> **TEXT SHOWN**
-- Opening Marker --

Watchin’ TV w/ Admirax Night Thread, Channel Three

Finally, we’ve arrived at a channel number on which you’ll actually find something to watch!

NF2

Nanette Fabray was a singer, dancer, and comedic actress, perhaps best known for her role on Sid Caesar’s Caesar’s Hour.

Born in San Diego to a train conductor and a housewife, Fabray’s career began when she was very young, performing in vaudeville productions as early as three years old. She studied tap-dancing under the legendary Bill “Bojangles” Robinson, and said throughout her career that she considered herself a tap-dancer first and foremost (unfortunately I was unable to find any videos of her specifically tap-dancing.) Though her parents divorced when Nanette was nine, and though she helped her mother run a boarding house to bring in money, Nanette was a constant presence on local stages.

-- Closing Marker --

[Items listed in a dataset]

-- Opening Marker --

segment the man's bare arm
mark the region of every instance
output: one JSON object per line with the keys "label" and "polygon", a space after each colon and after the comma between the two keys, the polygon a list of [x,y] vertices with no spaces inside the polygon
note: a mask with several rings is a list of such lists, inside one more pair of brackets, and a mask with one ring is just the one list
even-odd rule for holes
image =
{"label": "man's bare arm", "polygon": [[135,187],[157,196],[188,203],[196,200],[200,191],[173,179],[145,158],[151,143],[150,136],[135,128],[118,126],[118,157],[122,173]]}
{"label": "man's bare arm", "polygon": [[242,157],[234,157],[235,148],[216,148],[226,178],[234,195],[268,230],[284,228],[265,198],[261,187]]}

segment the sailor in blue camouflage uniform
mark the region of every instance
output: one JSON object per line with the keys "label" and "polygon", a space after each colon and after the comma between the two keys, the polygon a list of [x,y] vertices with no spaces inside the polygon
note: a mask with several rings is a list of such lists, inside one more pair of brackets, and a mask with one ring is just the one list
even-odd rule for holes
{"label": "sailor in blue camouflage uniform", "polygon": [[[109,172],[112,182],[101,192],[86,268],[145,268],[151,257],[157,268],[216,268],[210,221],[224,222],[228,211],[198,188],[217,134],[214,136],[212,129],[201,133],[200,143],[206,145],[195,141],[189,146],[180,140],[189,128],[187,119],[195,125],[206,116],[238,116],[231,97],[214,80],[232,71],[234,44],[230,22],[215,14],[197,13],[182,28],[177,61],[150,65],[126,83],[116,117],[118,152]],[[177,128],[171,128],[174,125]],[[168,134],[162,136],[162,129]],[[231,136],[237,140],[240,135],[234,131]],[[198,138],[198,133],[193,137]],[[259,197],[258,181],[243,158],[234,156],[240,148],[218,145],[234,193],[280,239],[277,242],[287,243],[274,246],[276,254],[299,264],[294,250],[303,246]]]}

-- Closing Marker --

> **BRIEF**
Update the Nanette Fabray text from "Nanette Fabray was a" up to and including "on local stages.", replacing "vaudeville" with "variety".

> **ANSWER FOR THIS EXERCISE**
Nanette Fabray was a singer, dancer, and comedic actress, perhaps best known for her role on Sid Caesar’s Caesar’s Hour.

Born in San Diego to a train conductor and a housewife, Fabray’s career began when she was very young, performing in variety productions as early as three years old. She studied tap-dancing under the legendary Bill “Bojangles” Robinson, and said throughout her career that she considered herself a tap-dancer first and foremost (unfortunately I was unable to find any videos of her specifically tap-dancing.) Though her parents divorced when Nanette was nine, and though she helped her mother run a boarding house to bring in money, Nanette was a constant presence on local stages.